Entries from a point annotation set
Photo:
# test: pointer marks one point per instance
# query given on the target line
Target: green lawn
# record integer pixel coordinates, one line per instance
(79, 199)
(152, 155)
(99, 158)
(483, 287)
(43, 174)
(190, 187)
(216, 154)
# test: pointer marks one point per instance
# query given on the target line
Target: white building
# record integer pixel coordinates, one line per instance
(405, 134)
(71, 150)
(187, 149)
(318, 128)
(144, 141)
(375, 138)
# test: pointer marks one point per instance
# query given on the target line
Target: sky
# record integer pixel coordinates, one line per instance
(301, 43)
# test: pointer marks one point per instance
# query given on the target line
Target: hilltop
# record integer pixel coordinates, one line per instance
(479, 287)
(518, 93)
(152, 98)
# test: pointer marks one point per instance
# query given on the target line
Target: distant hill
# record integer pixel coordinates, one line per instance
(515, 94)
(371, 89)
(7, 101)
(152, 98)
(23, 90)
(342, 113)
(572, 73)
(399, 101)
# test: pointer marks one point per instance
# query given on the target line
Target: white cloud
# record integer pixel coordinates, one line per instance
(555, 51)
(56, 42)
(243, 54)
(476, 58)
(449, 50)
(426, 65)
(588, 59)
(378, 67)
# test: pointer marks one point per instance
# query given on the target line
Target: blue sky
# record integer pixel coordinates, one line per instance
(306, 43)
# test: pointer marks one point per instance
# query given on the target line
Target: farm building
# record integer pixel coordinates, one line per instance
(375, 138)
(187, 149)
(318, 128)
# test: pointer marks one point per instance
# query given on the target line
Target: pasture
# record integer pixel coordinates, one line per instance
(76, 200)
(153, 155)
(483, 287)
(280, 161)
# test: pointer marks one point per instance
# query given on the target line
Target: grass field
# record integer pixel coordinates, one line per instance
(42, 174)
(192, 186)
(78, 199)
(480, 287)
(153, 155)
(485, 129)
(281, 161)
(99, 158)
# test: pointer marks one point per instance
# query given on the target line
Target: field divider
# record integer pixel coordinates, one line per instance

◆ GOAL OF THE EXERCISE ◆
Copy all of the data. Keep every word exactly as it is.

◆ PROBLEM SOLUTION ◆
Photo:
# test: pointer marks one point per instance
# query given on the target line
Target: green lawn
# record integer pixel coordinates, one line per instance
(79, 199)
(152, 155)
(99, 158)
(483, 287)
(43, 174)
(190, 187)
(216, 154)
# test: pointer marks one point per instance
# query given on the target line
Target: white building
# record integer pixel coordinates, one line per instance
(405, 134)
(71, 150)
(187, 149)
(318, 128)
(144, 141)
(375, 138)
# test: pointer marks one point per instance
# query given on the target line
Target: sky
# record integer pixel coordinates, one line per instance
(301, 43)
# test: pointer marks one point per instance
# query given on the target line
Target: hilltop
# record integer pixel coordinates, one line per instance
(479, 287)
(518, 93)
(152, 98)
# test: pointer marks one point per instance
# query given on the target line
Target: distant hill
# record integer pixel coordinates, one line per instance
(515, 94)
(371, 89)
(7, 101)
(152, 98)
(23, 90)
(342, 113)
(572, 73)
(399, 101)
# test: pointer marks one point per instance
# query given on the target line
Target: white cloud
# record integer pixel coordinates, one line per instance
(555, 51)
(56, 42)
(243, 54)
(476, 58)
(449, 50)
(426, 65)
(588, 59)
(378, 67)
# test: pointer marks one point per instance
# query given on the target line
Target: blue sky
# record integer pixel coordinates, one line per instance
(306, 43)
# test: pointer marks one point per instance
# query given on the target line
Target: farm building
# record integer pixel coordinates, one line per instance
(375, 138)
(187, 149)
(318, 128)
# test: pointer marks one point per instance
# query given on the target line
Target: pasture
# record integer pixel coordinates, one line per instance
(76, 200)
(153, 155)
(483, 287)
(280, 161)
# test: pointer marks one point per instance
# query given on the target line
Target: grass field
# record integer pixel coordinates, one line per instance
(42, 174)
(192, 186)
(78, 199)
(480, 287)
(153, 155)
(485, 129)
(281, 161)
(99, 158)
# test: pointer marks one point per instance
# query given on the target line
Target: field divider
# record integer pixel coordinates, one line per instance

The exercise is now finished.